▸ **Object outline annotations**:
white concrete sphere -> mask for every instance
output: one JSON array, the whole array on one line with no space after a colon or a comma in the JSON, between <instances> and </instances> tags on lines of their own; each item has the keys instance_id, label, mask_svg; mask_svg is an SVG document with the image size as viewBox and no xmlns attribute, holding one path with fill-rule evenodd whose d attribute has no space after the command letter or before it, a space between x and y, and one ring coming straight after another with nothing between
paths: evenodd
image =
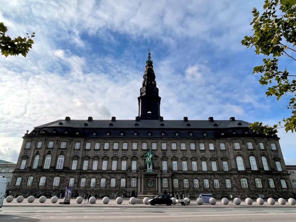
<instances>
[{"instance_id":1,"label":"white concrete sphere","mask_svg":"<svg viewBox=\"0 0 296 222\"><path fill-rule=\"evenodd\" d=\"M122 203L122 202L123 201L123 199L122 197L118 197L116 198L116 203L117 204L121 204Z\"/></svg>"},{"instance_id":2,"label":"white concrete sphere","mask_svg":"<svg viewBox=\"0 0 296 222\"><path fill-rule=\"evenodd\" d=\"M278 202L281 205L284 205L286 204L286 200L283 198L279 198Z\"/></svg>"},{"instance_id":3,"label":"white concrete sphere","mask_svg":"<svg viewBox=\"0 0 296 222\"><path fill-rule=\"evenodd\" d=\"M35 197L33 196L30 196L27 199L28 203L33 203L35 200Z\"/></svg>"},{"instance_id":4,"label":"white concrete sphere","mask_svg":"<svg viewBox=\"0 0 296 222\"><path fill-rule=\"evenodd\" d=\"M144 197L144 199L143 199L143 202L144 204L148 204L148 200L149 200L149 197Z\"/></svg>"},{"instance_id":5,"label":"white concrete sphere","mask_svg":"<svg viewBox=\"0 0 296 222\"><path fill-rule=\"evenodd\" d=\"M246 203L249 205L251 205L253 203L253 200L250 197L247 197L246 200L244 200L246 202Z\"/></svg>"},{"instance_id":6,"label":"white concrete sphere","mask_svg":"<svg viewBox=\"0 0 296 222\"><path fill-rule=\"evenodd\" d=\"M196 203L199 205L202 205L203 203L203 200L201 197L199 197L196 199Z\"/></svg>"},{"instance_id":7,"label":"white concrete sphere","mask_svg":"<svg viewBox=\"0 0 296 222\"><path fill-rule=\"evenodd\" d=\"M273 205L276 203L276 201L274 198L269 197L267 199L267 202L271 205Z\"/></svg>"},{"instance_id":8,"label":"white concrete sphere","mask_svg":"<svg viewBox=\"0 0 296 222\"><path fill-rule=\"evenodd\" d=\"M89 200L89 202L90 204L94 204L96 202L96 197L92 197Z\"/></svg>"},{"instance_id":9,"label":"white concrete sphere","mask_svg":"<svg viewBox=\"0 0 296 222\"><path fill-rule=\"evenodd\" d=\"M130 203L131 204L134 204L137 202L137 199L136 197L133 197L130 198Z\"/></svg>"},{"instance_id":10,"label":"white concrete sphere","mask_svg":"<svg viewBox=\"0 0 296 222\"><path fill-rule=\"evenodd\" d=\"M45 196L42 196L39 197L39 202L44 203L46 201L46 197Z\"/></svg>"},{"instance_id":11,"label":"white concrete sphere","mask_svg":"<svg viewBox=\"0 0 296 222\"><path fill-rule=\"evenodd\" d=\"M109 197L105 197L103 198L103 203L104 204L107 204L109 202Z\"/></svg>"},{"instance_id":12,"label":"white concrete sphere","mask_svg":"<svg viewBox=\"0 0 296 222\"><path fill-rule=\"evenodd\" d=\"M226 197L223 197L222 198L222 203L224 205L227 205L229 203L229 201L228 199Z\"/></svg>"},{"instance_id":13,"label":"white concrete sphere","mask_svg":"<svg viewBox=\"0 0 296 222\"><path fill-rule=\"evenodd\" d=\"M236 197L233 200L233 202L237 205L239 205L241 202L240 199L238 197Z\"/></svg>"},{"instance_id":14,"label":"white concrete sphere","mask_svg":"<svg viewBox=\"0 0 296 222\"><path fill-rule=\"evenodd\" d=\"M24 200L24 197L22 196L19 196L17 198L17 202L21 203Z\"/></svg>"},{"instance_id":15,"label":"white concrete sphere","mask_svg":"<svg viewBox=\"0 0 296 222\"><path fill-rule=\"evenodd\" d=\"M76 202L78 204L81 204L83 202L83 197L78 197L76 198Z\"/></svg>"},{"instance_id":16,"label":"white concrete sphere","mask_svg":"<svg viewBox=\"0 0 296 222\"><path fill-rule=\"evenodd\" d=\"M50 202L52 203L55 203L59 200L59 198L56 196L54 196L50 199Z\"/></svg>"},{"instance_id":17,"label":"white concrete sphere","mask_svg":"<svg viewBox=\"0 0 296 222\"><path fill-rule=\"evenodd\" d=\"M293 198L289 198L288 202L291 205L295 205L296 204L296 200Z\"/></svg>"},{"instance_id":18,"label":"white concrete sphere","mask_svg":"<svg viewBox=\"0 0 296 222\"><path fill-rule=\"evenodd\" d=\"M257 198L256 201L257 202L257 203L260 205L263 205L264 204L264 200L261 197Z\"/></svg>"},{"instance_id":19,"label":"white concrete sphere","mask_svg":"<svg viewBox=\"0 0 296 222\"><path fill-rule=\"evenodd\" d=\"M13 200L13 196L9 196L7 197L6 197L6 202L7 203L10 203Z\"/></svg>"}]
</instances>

▸ **STATED EXERCISE**:
Write the listing out a second time exactly, dropping all images.

▸ **RESULT FOR THIS EXERCISE**:
white concrete sphere -> mask for every instance
output: one JSON array, the whole array on one line with no space after a colon or a comma in the JSON, between <instances> and </instances> tags on lines of their own; each item has the keys instance_id, label, mask_svg; mask_svg is an SVG document with the image size as viewBox and no xmlns attribute, holding one path with fill-rule evenodd whose d attribute has no space after the command letter or before it, a space between x and y, and one ring coming straight after another with nothing between
paths: evenodd
image =
<instances>
[{"instance_id":1,"label":"white concrete sphere","mask_svg":"<svg viewBox=\"0 0 296 222\"><path fill-rule=\"evenodd\" d=\"M122 203L122 202L123 201L123 199L122 197L118 197L116 198L116 203L117 204L121 204Z\"/></svg>"},{"instance_id":2,"label":"white concrete sphere","mask_svg":"<svg viewBox=\"0 0 296 222\"><path fill-rule=\"evenodd\" d=\"M278 202L281 205L284 205L286 204L286 200L283 198L279 198Z\"/></svg>"},{"instance_id":3,"label":"white concrete sphere","mask_svg":"<svg viewBox=\"0 0 296 222\"><path fill-rule=\"evenodd\" d=\"M35 197L33 196L30 196L27 199L28 203L33 203L35 200Z\"/></svg>"},{"instance_id":4,"label":"white concrete sphere","mask_svg":"<svg viewBox=\"0 0 296 222\"><path fill-rule=\"evenodd\" d=\"M144 197L144 199L143 199L143 202L144 204L148 204L148 200L149 200L149 197Z\"/></svg>"},{"instance_id":5,"label":"white concrete sphere","mask_svg":"<svg viewBox=\"0 0 296 222\"><path fill-rule=\"evenodd\" d=\"M246 203L249 205L251 205L253 203L253 200L250 197L247 197L246 200L244 200L246 202Z\"/></svg>"},{"instance_id":6,"label":"white concrete sphere","mask_svg":"<svg viewBox=\"0 0 296 222\"><path fill-rule=\"evenodd\" d=\"M196 203L199 205L202 205L203 203L203 200L201 197L199 197L196 199Z\"/></svg>"},{"instance_id":7,"label":"white concrete sphere","mask_svg":"<svg viewBox=\"0 0 296 222\"><path fill-rule=\"evenodd\" d=\"M273 205L276 203L276 201L274 198L269 197L267 199L267 202L271 205Z\"/></svg>"},{"instance_id":8,"label":"white concrete sphere","mask_svg":"<svg viewBox=\"0 0 296 222\"><path fill-rule=\"evenodd\" d=\"M89 200L89 202L90 204L94 204L96 202L96 197L92 197Z\"/></svg>"},{"instance_id":9,"label":"white concrete sphere","mask_svg":"<svg viewBox=\"0 0 296 222\"><path fill-rule=\"evenodd\" d=\"M130 203L131 204L134 204L137 202L137 199L136 197L133 197L130 198Z\"/></svg>"},{"instance_id":10,"label":"white concrete sphere","mask_svg":"<svg viewBox=\"0 0 296 222\"><path fill-rule=\"evenodd\" d=\"M45 196L42 196L39 197L39 202L44 203L46 201L46 197Z\"/></svg>"},{"instance_id":11,"label":"white concrete sphere","mask_svg":"<svg viewBox=\"0 0 296 222\"><path fill-rule=\"evenodd\" d=\"M109 197L105 197L103 198L103 203L104 204L107 204L109 202Z\"/></svg>"},{"instance_id":12,"label":"white concrete sphere","mask_svg":"<svg viewBox=\"0 0 296 222\"><path fill-rule=\"evenodd\" d=\"M226 197L223 197L222 198L222 203L224 205L227 205L229 203L229 201L228 199Z\"/></svg>"},{"instance_id":13,"label":"white concrete sphere","mask_svg":"<svg viewBox=\"0 0 296 222\"><path fill-rule=\"evenodd\" d=\"M236 197L233 200L233 202L237 205L239 205L241 202L240 199L238 197Z\"/></svg>"},{"instance_id":14,"label":"white concrete sphere","mask_svg":"<svg viewBox=\"0 0 296 222\"><path fill-rule=\"evenodd\" d=\"M24 200L24 197L22 196L19 196L17 198L17 202L21 203Z\"/></svg>"},{"instance_id":15,"label":"white concrete sphere","mask_svg":"<svg viewBox=\"0 0 296 222\"><path fill-rule=\"evenodd\" d=\"M76 202L78 204L81 204L83 202L83 197L78 197L76 198Z\"/></svg>"},{"instance_id":16,"label":"white concrete sphere","mask_svg":"<svg viewBox=\"0 0 296 222\"><path fill-rule=\"evenodd\" d=\"M50 202L52 203L55 203L59 200L59 198L56 196L54 196L50 199Z\"/></svg>"},{"instance_id":17,"label":"white concrete sphere","mask_svg":"<svg viewBox=\"0 0 296 222\"><path fill-rule=\"evenodd\" d=\"M293 198L289 198L288 202L291 205L295 205L296 204L296 200Z\"/></svg>"},{"instance_id":18,"label":"white concrete sphere","mask_svg":"<svg viewBox=\"0 0 296 222\"><path fill-rule=\"evenodd\" d=\"M257 198L256 201L257 202L257 203L260 205L263 205L264 204L264 200L261 197Z\"/></svg>"},{"instance_id":19,"label":"white concrete sphere","mask_svg":"<svg viewBox=\"0 0 296 222\"><path fill-rule=\"evenodd\" d=\"M13 200L13 196L9 196L7 197L6 197L6 202L7 203L10 203Z\"/></svg>"}]
</instances>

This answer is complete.